> _List of tasks_:
1 > Decide whether each statement (a), (b) and (c) agrees with the article on Missa Miniatura. Answer yes or no for each, and quote the words from the article that settle it. (a) The arrangement is scored for six singers and seven to eight instrumentalists. (b) Elina Albach wrote the spoken texts that replace the cut movements. (c) The writer first heard Missa Miniatura at the Nikolaikirche in Leipzig.
2 > Carry on the article on Missa Miniatura from its final sentence.

> _Selected extract_:
══════════

Missa Miniatura by Ensemble CONTINUUM under the direction of Elina Albach with speaker Thomas Halle, at the Nikolaikirche in Leipzig on June 17, during Bachfest Leipzig 2025. © Bachfest Leipzig/Gert Mothes

I want to tell a story and I want to touch everyone in the audience. People can hate it, and that’s okay, we can talk about it! But I don’t want it ever to happen that someone is leaving a concert of my group saying it didn’t move them in any way.

This is what CONTINUUM’s leader Elina Albach told me when I interviewed her in April 2022, and it still rings true today. For me, CONTINUUM’s Missa Miniatura was the most compelling concert at Bachfest Leipzig 2025, and an even stronger manifesto for peace than when I first heard it at the Bachkirche in Arnstadt in 2022. 

Unless otherwise noted, all quotes in this article are from the interview I had with Elina Albach in April 2022 and have been edited for clarity.

What is Missa Miniatura?

CONTINUUM’s Missa Miniatura is a chamber-music version of Bach’s Mass in B Minor, arranged by Elina Albach for six singers and seven to eight instrumentalists. It is called “Miniatura” not just because it is performed by fewer people, but also because several movements have been cut from the original score. The Christe Eleison, the second Kyrie, the Gratias, the first three Credo movements, and the second Osanna are replaced by spoken texts, written specifically for this production by Swiss author Jürg Halter. In the music that remains, the vocal parts are almost the same as in the original composition.1 Of the instrumental parts, all original notes are played, but sometimes on completely different instruments than the original score asks for, and also divided differently over the various instrumentalists.

══════════

> _Recorded information_:
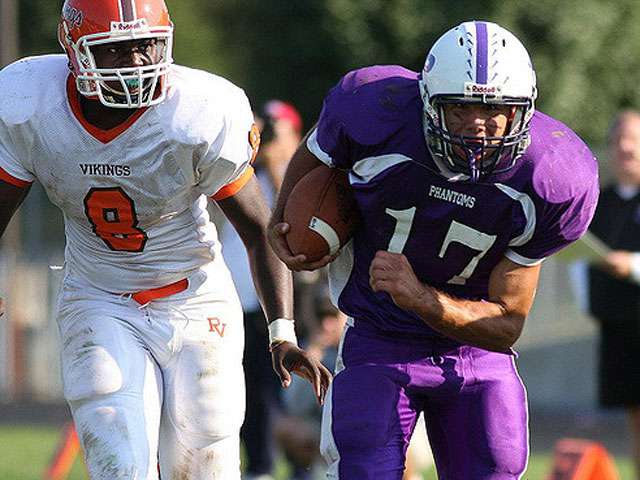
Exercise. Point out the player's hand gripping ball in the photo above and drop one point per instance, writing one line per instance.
(322, 213)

══════════

> _Solved problems_:
1 >
(a) Yes: "arranged by Elina Albach for six singers and seven to eight instrumentalists"
(b) No: "written specifically for this production by Swiss author Jürg Halter"
(c) No: "when I first heard it at the Bachkirche in Arnstadt in 2022"

2 >
This new approach makes for an exciting, captivating, and thought-provoking concert experience. The spoken texts create a story arc in the piece, which, as an audience member, I often miss in performances of Bach’s Mass in B Minor.

Who is Elina Albach and what moved her to create an adaptation of Bach’s Mass in B Minor?

Elina Albach. Photo by Neda Navaee

Elina Albach is an award-winning harpsichordist, and the leader and founder of ensemble CONTINUUM, which has become known for its fresh and innovative approaches to Early Music performance. To the wider Bach audience, Elina Albach is probably best known as one of the creators of the Three-person St. John Passion, which received an OPUS Klassik award for the most innovative concert in 2019 and was broadcast live on Good Friday 2020 from an empty Thomaskirche in Leipzig.2

Regarding Bach’s Mass in B Minor, Elina foremost wanted to give the audience a chance to reflect on what “believing” means nowadays. This is the main reason she wanted contemporary spoken texts to replace the first three movements of the Credo, which contain the words “I believe in one God, the Father almighty, maker of heaven and earth, of all things, seen and unseen. And in one Lord, Jesus Christ, the only begotten Son of God.”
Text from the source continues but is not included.